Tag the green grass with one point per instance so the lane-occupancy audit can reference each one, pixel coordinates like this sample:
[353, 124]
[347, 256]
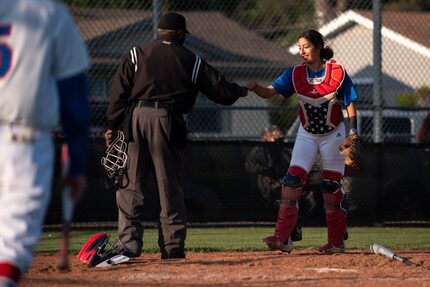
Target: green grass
[249, 238]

__GIVEN TASK__.
Edit the records above so that every "green grass" becomes "lawn area" and nothing else changes. Leave the pictures out of your answer.

__ANSWER TO THIS TASK__.
Tag the lawn area with one point per instance so the lane-occupancy audit can reference each one, pixel coordinates like this sample:
[353, 124]
[347, 256]
Target: lawn area
[249, 238]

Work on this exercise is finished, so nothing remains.